Could you carry the column about Ben Roethlisberger further, starting right after its final paragraph?

*DOCUMENT PASSAGE:*
..........

Wins don't give Ben Roethlisberger a free pass

Ben Roethlisberger isn't a redemption story just because he's reached the Super Bowl.

Americans love to turn their athletes into heroes. And we sportswriters are sometimes guilty of providing storylines when they don't arrive on schedule. This week, the Super Bowl is a major deadline.

So I'm a little wary of stories about the Pittsburgh quarterback.

Roethlisberger has had a number of interactions with women that have involved courts or police to one degree or another. The most troubling came last April, when Roethlisberger celebrated his 28th birthday in Milledgeville, Ga.

The prosecutor couldn't recover enough DNA from a dingy bathroom, and the alleged victim declined to press charges. But the police report from that night has the handwritten account of a woman who said she was trapped there as Roethlisberger had sex with her -- while bodyguards kept her friends from coming to help her.

"No, this is not okay," she said she told him.

To his credit, NFL commissioner Roger Goodell didn't let himself off the hook when the prosecutor said there wasn't enough evidence to charge Roethlisberger. The NFL investigated the matter itself and suspended the quarterback for Pittsburgh's first six games (the suspension was later reduced to four).

..........

*EXTRACTED DATA:*
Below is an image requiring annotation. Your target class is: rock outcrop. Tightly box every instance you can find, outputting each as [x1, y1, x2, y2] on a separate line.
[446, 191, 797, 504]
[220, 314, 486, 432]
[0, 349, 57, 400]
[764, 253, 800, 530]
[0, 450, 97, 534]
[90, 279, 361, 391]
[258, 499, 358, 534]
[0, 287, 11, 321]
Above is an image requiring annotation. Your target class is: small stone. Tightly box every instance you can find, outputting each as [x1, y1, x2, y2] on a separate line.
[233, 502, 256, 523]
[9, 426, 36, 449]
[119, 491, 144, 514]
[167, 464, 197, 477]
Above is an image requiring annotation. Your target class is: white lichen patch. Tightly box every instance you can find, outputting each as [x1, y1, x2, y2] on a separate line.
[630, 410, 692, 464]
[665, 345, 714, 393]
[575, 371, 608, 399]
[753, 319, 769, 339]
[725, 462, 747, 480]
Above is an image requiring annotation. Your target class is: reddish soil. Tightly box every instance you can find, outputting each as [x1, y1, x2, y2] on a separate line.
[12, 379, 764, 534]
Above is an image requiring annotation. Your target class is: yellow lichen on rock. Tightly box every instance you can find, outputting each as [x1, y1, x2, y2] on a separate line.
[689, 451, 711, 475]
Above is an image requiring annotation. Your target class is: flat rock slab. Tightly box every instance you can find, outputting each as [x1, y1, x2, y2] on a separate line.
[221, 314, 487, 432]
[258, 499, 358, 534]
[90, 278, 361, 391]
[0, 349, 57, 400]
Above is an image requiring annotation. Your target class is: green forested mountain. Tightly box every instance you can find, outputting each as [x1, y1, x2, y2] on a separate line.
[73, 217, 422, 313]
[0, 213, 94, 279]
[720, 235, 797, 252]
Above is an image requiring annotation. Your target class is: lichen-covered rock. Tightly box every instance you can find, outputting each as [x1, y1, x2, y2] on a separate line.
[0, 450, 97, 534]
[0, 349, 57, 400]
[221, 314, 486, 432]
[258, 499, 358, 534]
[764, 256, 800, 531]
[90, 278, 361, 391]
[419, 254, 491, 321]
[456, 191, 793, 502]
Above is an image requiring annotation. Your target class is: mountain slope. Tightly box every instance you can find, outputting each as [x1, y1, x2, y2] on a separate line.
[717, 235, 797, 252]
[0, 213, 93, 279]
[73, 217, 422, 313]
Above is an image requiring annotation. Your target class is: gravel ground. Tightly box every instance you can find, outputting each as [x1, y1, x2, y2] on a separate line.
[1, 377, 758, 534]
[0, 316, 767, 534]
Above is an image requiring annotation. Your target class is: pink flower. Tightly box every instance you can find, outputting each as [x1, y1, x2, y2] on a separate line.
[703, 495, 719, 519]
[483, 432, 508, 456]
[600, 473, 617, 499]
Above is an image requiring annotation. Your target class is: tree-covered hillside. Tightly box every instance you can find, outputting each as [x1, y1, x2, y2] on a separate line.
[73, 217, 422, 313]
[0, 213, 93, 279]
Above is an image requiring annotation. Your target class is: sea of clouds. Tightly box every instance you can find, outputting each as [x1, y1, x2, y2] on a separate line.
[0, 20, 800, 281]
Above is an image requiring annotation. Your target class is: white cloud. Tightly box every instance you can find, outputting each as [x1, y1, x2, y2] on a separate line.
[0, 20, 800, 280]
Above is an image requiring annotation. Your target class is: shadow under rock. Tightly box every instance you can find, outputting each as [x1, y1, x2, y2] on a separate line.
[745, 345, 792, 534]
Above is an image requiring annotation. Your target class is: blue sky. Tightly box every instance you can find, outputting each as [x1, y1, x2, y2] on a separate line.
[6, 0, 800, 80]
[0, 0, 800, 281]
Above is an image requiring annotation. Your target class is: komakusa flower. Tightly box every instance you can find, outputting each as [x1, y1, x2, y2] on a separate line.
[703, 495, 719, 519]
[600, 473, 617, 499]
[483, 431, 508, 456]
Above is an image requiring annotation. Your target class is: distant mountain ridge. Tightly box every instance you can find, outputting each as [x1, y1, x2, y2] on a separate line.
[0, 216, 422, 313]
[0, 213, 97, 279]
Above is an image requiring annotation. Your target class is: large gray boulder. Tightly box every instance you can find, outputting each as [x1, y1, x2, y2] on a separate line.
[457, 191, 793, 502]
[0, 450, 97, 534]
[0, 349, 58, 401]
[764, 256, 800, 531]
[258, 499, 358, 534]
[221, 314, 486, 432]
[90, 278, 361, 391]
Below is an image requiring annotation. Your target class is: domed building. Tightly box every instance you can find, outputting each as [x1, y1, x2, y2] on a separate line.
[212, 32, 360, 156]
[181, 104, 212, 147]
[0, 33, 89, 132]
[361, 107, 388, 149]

..........

*EXERCISE OUTPUT:*
Now the Steelers are in the Super Bowl. What that means is that reporters will want to write about what happened, but will have a hard time using phrases like "alleged rape." Instead, you might hear a lot of references to "off-the-field distractions."

So weak. You cannot lump DWIs, drug use, alleged rape and assault charges into the same phrase you'd use for trying to talk and text at the same time.

For the record, what happened also does not count as "overcoming adversity." That's when you successfully rehab a gruesome compound fracture, like Seattle's Leon Washington, and go on to regain your status as a formidable kickoff returner. It's not when you act like the villain in some film noir and then win a bunch of football games.

Maybe we need to invent some new terms for antiheroes -- are you listening Antonio Cromartie, you wordsmith? -- so that players like Big Ben, Mike Vick, Tiger Woods and Kobe Bryant can be discussed without being idolized.

Playing a good game and leading a good life are two distinct things -- and not every athlete needs to be Man of the Year. But that gets confused a lot when we talk about sports.

Santonio Holmes is one athlete who refused to play the good-guy role the league -- and the media -- wanted to assign him. The wide receiver was suspended for four games at the start of the 2010 season for violating the league's substance-abuse policy. The Steelers traded him to the Jets on the cheap, and when Holmes came back from his suspension, reporters asked what he learned from the experience.

He didn't let anybody write the redemption story.

"To look in your eyes and be honest with you, not one percent," Holmes said in response to a question about whether he'd changed during his time off. "I've been the same person since I stepped foot in this NFL, I'll continuing being the same person until I leave."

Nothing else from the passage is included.